Такой образ указывает на то, что гностики стремились к восстановлению первозданной целостности, предшествующей разделению на мужское и женское, что совершенство сводится к единству этой целостности. Таким образом, женское в гностицизме не только не принижено, но зачастую становится носителем глубинного знания (гнозис).
Более того, в ряде гностических текстов явно прослеживается представление Святого Духа как женской ипостаси. Так, в Евангелии от Филиппа прямо сказано: “Некоторые говорили, что Мария зачала от Духа святого. Они заблуждаются. Того, что они говорят, они не знают. Когда (бывало, чтобы) женщина зачала от женщины?”.
В ряде гностических текстов Мария Магдалина предстает не просто как спутница Иисуса, но как его ближайшая ученица и духовная преемница, обладающая особым гнозисом. Она выступает как равная апостолам, а иногда и превосходящая их в понимании тайн.
Валентин гностик представил своё учение в книге Евангелие Истины (Библиотека Наг-Хаммади). В нём Христос изображён как небесное Существо, которое имело лишь «видимость плоти» и стремилось открыть людям их духовную сущность. Спасение для человека заключается в пробуждении от сна, а этот сон — земная жизнь, полная страданий. Спасение состоит в осознании своей тождественности с небесным миром Плеромы. Эти идеи, которые удивительно напоминают греко-индийский мистицизм, по своей сути глубоко чужды апостольской традиции о Христе.

(Данные упражнения)
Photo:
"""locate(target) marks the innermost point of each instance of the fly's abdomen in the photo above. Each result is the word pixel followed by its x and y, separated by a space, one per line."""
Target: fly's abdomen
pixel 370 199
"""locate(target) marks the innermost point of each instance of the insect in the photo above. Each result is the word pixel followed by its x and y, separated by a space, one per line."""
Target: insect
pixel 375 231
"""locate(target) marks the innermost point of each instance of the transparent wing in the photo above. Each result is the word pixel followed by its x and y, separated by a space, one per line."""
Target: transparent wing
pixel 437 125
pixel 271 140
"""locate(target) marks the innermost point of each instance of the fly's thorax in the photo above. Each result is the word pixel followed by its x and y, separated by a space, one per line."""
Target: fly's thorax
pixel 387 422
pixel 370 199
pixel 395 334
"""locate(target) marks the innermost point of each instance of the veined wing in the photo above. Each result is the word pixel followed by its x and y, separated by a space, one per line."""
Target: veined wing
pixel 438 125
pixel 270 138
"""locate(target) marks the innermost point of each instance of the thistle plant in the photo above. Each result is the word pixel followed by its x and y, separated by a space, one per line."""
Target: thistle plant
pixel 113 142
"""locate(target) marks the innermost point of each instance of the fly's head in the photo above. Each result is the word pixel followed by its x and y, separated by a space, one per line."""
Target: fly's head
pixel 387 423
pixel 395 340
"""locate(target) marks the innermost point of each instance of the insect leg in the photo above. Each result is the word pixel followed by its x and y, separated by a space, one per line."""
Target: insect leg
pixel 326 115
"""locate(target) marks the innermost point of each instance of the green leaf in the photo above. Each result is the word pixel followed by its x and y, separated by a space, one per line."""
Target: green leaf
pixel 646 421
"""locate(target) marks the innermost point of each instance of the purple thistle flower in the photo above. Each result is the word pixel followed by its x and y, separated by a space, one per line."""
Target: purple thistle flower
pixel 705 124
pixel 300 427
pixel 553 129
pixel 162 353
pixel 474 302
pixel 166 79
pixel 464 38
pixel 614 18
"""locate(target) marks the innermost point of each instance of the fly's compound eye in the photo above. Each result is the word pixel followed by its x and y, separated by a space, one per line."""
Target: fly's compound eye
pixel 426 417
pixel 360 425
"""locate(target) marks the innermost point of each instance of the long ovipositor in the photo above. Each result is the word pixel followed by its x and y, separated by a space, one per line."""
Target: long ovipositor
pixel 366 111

(О задании) Перепишите без изменений отрывок текста о гностицизме от слов «В ряде гностических текстов Мария» до слов «традиции о Христе.» включительно. Данные для выполнения не нужны.

(Решение задачи)
В ряде гностических текстов Мария Магдалина предстает не просто как спутница Иисуса, но как его ближайшая ученица и духовная преемница, обладающая особым гнозисом. Она выступает как равная апостолам, а иногда и превосходящая их в понимании тайн.
Валентин гностик представил своё учение в книге Евангелие Истины (Библиотека Наг-Хаммади). В нём Христос изображён как небесное Существо, которое имело лишь «видимость плоти» и стремилось открыть людям их духовную сущность. Спасение для человека заключается в пробуждении от сна, а этот сон — земная жизнь, полная страданий. Спасение состоит в осознании своей тождественности с небесным миром Плеромы. Эти идеи, которые удивительно напоминают греко-индийский мистицизм, по своей сути глубоко чужды апостольской традиции о Христе.